WORK INSTRUCTION
Give again, word for word, each line below starting at the one that contains "Zoom in on the snow bank here." and ending at the one that contains "Zoom in on the rear window here.".

+++ INPUT +++

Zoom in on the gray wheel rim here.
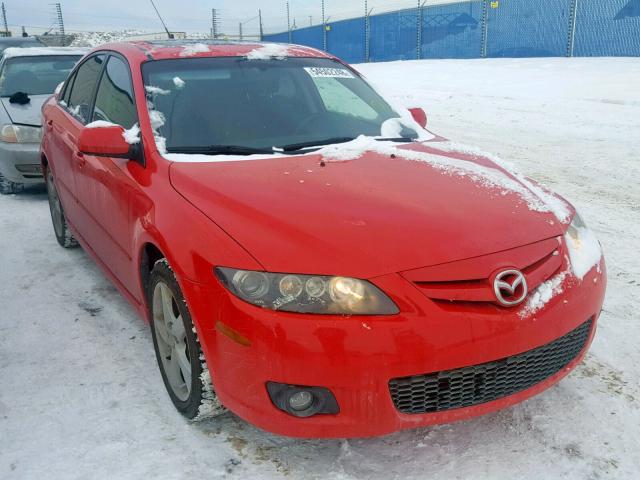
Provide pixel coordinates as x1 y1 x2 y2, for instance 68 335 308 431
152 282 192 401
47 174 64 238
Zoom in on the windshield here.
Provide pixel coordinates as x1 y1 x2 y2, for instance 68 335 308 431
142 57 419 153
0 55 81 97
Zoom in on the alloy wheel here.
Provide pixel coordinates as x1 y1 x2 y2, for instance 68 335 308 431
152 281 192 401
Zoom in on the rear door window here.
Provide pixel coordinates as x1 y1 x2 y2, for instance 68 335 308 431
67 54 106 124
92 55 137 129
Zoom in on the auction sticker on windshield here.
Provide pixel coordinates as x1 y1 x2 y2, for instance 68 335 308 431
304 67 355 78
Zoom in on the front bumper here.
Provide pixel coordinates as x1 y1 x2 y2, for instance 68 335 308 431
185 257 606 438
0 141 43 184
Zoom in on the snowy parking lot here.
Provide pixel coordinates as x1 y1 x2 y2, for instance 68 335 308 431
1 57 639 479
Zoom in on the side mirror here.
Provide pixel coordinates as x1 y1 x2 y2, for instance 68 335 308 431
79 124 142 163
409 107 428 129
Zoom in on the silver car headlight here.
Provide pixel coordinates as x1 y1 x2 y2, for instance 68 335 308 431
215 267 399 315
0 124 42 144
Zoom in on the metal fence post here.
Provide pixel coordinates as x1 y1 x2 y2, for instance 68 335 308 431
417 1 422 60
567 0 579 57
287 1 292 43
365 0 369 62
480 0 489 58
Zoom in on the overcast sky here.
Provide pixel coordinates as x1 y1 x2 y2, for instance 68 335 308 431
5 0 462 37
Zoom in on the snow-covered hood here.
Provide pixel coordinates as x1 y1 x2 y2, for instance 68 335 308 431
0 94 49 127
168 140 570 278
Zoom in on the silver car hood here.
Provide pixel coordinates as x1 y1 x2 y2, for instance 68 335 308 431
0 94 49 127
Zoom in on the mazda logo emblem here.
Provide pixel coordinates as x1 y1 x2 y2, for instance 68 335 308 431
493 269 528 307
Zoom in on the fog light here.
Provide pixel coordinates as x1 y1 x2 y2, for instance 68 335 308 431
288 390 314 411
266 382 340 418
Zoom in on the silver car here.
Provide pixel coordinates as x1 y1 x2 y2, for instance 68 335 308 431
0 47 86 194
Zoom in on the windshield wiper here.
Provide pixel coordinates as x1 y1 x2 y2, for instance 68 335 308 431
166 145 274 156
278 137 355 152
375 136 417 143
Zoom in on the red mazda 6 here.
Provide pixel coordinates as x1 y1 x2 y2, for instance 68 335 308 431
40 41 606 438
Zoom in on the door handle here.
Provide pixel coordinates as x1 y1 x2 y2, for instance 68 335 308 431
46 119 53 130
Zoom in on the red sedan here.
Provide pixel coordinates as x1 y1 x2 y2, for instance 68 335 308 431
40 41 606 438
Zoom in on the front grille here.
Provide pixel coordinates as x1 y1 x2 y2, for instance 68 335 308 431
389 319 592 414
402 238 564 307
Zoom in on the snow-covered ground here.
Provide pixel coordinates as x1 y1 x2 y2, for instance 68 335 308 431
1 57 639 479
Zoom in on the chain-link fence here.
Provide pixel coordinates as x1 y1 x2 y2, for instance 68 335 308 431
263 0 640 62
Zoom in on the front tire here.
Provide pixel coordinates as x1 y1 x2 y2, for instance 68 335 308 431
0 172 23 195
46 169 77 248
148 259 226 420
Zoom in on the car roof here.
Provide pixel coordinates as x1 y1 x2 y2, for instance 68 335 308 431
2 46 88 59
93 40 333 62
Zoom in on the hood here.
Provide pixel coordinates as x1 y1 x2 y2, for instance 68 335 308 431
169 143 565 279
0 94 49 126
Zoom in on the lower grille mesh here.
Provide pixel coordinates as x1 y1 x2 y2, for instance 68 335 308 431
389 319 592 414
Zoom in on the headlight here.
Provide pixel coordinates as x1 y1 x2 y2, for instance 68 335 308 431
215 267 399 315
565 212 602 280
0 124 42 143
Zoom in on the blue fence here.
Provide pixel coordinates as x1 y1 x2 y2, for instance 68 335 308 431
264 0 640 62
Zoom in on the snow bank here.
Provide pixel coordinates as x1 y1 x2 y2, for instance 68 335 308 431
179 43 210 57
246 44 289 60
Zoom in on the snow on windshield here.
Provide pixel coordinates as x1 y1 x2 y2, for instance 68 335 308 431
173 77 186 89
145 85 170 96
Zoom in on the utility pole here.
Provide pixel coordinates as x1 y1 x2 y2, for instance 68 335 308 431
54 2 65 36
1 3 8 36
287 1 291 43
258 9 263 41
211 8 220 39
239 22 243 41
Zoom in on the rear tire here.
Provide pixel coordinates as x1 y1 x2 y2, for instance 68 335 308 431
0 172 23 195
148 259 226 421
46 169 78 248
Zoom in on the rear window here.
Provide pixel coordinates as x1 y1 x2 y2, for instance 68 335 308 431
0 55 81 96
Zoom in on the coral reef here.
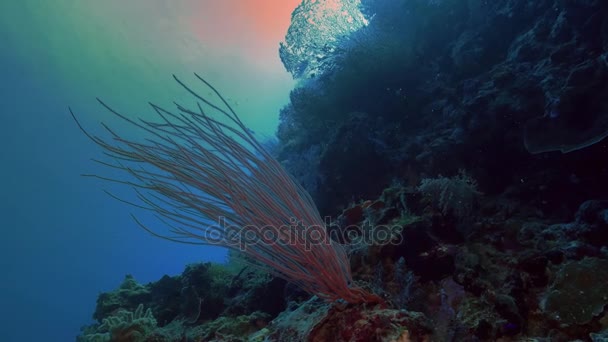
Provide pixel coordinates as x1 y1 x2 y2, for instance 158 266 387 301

+++

RESULT OF THIS EXERCISE
Zoom in on the snow bank here.
Provide pixel coordinates as x1 y1 x2 y2, for instance 68 335 308 431
179 43 210 57
246 44 289 60
Zoom in on the snow on windshield here.
Provide pixel coordinates as x1 y1 x2 y2, for instance 68 335 308 431
173 77 186 89
145 85 170 96
Zoom in on the utility pole here.
Provide pixel coordinates as x1 y1 x2 y2, for instance 68 335 308 431
54 2 65 36
1 3 8 36
287 1 291 43
258 9 263 41
211 8 220 39
239 22 243 41
Zoom in on the rear tire here.
Provide pixel coordinates as x1 y1 x2 y2, for instance 68 335 308 431
0 172 23 195
148 259 226 421
46 169 78 248
Zoom in on the rear window here.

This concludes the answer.